Exercise instructions: Copy out the lines from the one containing "of the black" through the one containing "(776, 1004)", inclusive, with "paved sidewalk" changed to "brick sidewalk" and nothing else altered.

Material to process:
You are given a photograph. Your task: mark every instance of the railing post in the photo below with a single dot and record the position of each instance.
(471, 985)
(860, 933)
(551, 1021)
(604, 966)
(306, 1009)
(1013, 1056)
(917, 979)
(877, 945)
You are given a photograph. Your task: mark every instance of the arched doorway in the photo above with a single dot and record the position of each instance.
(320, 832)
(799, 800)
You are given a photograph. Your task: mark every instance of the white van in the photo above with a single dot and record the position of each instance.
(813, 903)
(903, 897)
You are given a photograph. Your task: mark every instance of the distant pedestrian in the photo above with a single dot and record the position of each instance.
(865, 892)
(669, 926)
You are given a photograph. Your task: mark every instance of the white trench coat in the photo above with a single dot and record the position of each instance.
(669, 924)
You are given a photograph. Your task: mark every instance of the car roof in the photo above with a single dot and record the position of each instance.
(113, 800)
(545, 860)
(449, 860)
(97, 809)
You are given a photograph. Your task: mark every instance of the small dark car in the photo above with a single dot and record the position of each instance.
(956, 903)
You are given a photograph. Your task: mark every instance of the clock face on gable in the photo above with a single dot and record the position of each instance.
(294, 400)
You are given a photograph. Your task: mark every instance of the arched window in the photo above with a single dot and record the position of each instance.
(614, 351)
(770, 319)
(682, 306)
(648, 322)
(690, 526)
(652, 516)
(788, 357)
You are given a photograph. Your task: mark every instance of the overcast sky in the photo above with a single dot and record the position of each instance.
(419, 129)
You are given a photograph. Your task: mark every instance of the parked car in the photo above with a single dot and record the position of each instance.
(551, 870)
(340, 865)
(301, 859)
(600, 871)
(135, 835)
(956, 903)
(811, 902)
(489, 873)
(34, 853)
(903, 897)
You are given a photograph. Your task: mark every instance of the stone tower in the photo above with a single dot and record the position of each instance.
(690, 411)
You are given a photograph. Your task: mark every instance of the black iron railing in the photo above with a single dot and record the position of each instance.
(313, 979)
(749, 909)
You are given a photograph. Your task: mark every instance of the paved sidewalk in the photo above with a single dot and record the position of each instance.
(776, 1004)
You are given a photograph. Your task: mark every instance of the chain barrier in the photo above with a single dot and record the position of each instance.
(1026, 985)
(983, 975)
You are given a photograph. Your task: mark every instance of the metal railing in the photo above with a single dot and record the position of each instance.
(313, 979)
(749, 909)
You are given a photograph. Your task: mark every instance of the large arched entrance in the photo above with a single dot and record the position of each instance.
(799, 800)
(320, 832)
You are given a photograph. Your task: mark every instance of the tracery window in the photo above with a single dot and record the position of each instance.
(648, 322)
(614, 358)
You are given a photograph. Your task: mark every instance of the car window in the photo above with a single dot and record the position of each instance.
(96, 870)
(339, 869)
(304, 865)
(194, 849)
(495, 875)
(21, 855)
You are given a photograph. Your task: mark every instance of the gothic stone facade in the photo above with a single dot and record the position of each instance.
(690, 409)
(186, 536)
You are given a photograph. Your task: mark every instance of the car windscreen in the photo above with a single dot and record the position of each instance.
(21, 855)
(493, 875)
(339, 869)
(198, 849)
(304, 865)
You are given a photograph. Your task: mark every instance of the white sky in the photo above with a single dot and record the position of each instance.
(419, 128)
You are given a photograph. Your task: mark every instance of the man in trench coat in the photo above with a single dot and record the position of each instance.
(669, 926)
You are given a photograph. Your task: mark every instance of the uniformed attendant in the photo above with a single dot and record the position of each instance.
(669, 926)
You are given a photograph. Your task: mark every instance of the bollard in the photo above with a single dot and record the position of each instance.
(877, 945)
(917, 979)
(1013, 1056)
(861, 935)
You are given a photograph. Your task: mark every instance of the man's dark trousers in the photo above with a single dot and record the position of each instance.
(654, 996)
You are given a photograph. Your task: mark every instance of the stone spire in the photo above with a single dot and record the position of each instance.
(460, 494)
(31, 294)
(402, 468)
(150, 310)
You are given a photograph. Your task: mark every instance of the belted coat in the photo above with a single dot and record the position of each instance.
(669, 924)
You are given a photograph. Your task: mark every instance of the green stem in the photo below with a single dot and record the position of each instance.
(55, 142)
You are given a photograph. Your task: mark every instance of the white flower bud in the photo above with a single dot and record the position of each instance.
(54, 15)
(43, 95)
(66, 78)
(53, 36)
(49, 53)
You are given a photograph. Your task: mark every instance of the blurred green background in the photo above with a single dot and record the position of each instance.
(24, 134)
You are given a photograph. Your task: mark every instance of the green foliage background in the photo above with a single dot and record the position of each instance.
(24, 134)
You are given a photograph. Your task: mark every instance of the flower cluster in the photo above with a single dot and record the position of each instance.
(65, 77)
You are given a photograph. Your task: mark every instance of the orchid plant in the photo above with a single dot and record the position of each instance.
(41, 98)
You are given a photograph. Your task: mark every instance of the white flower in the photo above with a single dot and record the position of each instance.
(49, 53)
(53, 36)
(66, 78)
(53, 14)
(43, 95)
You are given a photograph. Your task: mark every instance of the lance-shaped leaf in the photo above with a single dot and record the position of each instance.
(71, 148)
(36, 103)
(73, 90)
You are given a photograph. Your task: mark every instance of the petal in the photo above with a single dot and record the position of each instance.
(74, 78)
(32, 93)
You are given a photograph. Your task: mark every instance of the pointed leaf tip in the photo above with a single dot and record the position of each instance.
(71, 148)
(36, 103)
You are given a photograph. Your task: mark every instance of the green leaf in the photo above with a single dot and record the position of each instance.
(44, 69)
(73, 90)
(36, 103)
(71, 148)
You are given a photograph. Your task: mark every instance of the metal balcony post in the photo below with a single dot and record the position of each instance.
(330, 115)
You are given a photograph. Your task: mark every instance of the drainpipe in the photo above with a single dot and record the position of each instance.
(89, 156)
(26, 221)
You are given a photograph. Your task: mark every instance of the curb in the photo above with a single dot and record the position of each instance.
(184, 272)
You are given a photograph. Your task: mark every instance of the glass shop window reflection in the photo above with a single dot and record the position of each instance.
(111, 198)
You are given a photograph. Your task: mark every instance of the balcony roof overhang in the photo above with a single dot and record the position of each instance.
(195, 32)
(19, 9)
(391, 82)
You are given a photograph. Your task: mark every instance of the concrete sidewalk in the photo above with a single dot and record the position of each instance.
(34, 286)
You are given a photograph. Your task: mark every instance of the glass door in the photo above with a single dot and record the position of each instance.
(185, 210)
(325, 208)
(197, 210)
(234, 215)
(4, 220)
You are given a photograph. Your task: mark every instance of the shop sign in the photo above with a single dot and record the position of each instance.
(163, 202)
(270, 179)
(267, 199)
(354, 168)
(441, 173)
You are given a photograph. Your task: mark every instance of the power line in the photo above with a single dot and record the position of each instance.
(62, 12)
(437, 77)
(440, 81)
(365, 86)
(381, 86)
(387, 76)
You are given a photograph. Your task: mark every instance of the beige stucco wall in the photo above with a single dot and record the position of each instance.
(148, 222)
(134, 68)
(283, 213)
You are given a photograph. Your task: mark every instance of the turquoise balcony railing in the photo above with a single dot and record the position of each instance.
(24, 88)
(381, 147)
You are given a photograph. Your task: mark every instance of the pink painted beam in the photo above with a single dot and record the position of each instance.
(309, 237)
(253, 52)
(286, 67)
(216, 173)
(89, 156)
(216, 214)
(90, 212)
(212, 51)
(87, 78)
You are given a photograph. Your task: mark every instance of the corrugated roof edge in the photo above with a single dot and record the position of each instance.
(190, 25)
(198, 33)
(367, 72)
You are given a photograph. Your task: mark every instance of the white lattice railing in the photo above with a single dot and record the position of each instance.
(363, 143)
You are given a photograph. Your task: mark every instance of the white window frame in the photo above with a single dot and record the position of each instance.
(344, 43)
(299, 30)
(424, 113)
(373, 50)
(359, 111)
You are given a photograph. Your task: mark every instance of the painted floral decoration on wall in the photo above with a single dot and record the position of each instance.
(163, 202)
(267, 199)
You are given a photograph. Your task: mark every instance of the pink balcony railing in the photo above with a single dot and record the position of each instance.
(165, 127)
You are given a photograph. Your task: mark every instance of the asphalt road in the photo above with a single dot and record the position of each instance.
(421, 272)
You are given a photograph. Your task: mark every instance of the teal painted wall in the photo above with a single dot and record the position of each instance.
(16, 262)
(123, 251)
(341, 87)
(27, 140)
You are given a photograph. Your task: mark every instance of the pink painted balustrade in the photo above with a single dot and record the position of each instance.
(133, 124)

Result of this exercise:
You are given a photograph. Your task: mark every instance of the black iron railing in the photo above with a single dot and record the position of each instance.
(313, 979)
(749, 909)
You are given a photograph. Your task: mark every instance of the brick sidewalk in the photo above with a single dot and record the position of each instance.
(776, 1004)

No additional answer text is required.